### Given request A
In the essay on mathematical truth, rewrite everything from "6.  Constructivity and" down to "within the system.", changing "Peano Arithmetic" to "first order arithmetic".

Bhupinder Singh Anand[1]

(A .pdf file of this essay before the current update is available at http://arXiv.org/abs/math.GM/0210078)

Standard expositions of classical first order theory - rooted primarily in the works of Cantor, Gödel, Tarski, and Turing - argue that the truth of some propositions of significant formal mathematical languages, under any interpretation, is non-algorithmic, and essentially unverifiable constructively. This, implicitly, admits non-constructive elements into the domain of the interpretation. In this essay, we consider some arguments for, and consequences of, an interpretation of classical foundational concepts in which we define mathematical objects constructively, and mathematical truth effectively.

Contents[2]

I.     The significance of defining mathematical objects constructively and mathematical truth effectively

Preamble

A formal definition of mathematical objects

An alternative interpretation of Gödel’s Proof

The ambiguity in Tarski’s definitions of satisfiability and truth

Overview

2.  Notation

3.  Definitions

4.  A meta-theorem of recursive asymmetry

5.  Two meta-lemmas

II.   Some consequences of defining mathematical objects constructively

1.  Analysing Gödel’s Theorem XI

Implicit meta-theses underlying Gödel’s Theorem XI

A negative meta-theorem

Gödel’s Proof of Theorem XI

Gödel’s Theorem XI as a conditional meta-assertion

Analytic summary

2.  Consistency and Meta-thesis 3

3.  Can “consistency” be a formal convention?

4.  Definitions of new function and predicate letters

The classical argument

Non-constructive definitions

Instantiationally and algorithmically computable functions

Gödel’s Theorem V

Gödel’s Theorem VII

Standard PA

III.  Some consequences of defining mathematical truth effectively

1.  Classical definitions of “satisfiability” and “truth” are ambiguous

Classical definitions of “satisfiability” and “truth”

Expressing Church’s Thesis as an equivalence

2.  Constructive definitions of classical concepts

3.  Self-terminating, converging and oscillating Turing machines

Classical Turing machines

Neo-classical Turing machines

Total partial recursive functions

The Arithmetical Provability Thesis and the classical Church-Turing Theses

Converging NT-routines and Cauchy sequences

The P versus NP problem

4.  Turing’s computable and uncomputable numbers

5.  Cantor’s diagonal argument

6.  Constructivity and classical Quantum Mechanics

I.  The significance of defining mathematical objects constructively and mathematical truth effectively

1.  Introduction

1.1  Preamble

We begin our enquiry, by addressing the question: Are the concepts, “non-algorithmic”[3] and “non-constructive”[4], necessarily synonymous in classical[5] logic and mathematics?

We consider, as a natural starting point, the classical interpretation of the reasoning and conclusions in Gödel’s seminal 1931 paper [Go31a]. Gödel argues that, in a formal language[6] as basic as Peano Arithmetic[7] - which is considered as the foundation for all, significant, formal, mathematical languages - there are undecidable[8] sentences[9] that can be recognised as intuitively true[10], under classical interpretation[11], but which are not formally provable[12] within the system.

[Records excerpted from a collection]
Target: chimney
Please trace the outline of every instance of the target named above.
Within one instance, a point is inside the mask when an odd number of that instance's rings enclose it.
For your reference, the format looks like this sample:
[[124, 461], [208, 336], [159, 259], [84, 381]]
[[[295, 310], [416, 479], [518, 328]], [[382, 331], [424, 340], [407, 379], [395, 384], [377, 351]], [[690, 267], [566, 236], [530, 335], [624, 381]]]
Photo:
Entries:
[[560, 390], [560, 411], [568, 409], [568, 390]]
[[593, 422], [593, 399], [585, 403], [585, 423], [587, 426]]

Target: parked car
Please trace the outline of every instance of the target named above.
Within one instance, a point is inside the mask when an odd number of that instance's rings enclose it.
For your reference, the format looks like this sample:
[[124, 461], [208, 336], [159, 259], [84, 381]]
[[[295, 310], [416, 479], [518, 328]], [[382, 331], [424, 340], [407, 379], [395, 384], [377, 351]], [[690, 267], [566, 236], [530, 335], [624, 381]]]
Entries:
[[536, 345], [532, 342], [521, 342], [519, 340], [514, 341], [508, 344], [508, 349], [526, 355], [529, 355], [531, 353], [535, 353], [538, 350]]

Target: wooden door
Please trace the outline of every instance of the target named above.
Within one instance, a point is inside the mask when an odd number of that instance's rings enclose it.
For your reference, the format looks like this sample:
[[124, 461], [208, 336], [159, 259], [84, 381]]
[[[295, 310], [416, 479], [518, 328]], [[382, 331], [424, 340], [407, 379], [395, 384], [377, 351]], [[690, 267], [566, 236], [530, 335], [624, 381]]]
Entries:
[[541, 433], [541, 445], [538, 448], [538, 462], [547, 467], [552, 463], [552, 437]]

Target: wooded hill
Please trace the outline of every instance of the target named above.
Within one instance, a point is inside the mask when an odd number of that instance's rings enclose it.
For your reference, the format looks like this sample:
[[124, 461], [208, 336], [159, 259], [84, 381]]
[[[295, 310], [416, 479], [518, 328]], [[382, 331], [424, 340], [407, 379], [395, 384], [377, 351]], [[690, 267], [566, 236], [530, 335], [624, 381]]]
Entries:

### Given request B
Echo the records verbatim, everything from the start of the records down to the line containing "463], [552, 437]]".

### Worked solution A
6.  Constructivity and classical Quantum Mechanics

I.  The significance of defining mathematical objects constructively and mathematical truth effectively

1.  Introduction

1.1  Preamble

We begin our enquiry, by addressing the question: Are the concepts, “non-algorithmic”[3] and “non-constructive”[4], necessarily synonymous in classical[5] logic and mathematics?

We consider, as a natural starting point, the classical interpretation of the reasoning and conclusions in Gödel’s seminal 1931 paper [Go31a]. Gödel argues that, in a formal language[6] as basic as first order arithmetic[7] - which is considered as the foundation for all, significant, formal, mathematical languages - there are undecidable[8] sentences[9] that can be recognised as intuitively true[10], under classical interpretation[11], but which are not formally provable[12] within the system.

### Worked solution B
Target: chimney
Please trace the outline of every instance of the target named above.
Within one instance, a point is inside the mask when an odd number of that instance's rings enclose it.
For your reference, the format looks like this sample:
[[124, 461], [208, 336], [159, 259], [84, 381]]
[[[295, 310], [416, 479], [518, 328]], [[382, 331], [424, 340], [407, 379], [395, 384], [377, 351]], [[690, 267], [566, 236], [530, 335], [624, 381]]]
Photo:
Entries:
[[560, 390], [560, 411], [568, 409], [568, 390]]
[[593, 422], [593, 399], [585, 403], [585, 423], [587, 426]]

Target: parked car
Please trace the outline of every instance of the target named above.
Within one instance, a point is inside the mask when an odd number of that instance's rings enclose it.
For your reference, the format looks like this sample:
[[124, 461], [208, 336], [159, 259], [84, 381]]
[[[295, 310], [416, 479], [518, 328]], [[382, 331], [424, 340], [407, 379], [395, 384], [377, 351]], [[690, 267], [566, 236], [530, 335], [624, 381]]]
Entries:
[[536, 345], [532, 342], [521, 342], [519, 340], [514, 341], [508, 344], [508, 349], [526, 355], [529, 355], [531, 353], [535, 353], [538, 350]]

Target: wooden door
Please trace the outline of every instance of the target named above.
Within one instance, a point is inside the mask when an odd number of that instance's rings enclose it.
For your reference, the format looks like this sample:
[[124, 461], [208, 336], [159, 259], [84, 381]]
[[[295, 310], [416, 479], [518, 328]], [[382, 331], [424, 340], [407, 379], [395, 384], [377, 351]], [[690, 267], [566, 236], [530, 335], [624, 381]]]
Entries:
[[541, 433], [541, 445], [538, 448], [538, 462], [547, 467], [552, 463], [552, 437]]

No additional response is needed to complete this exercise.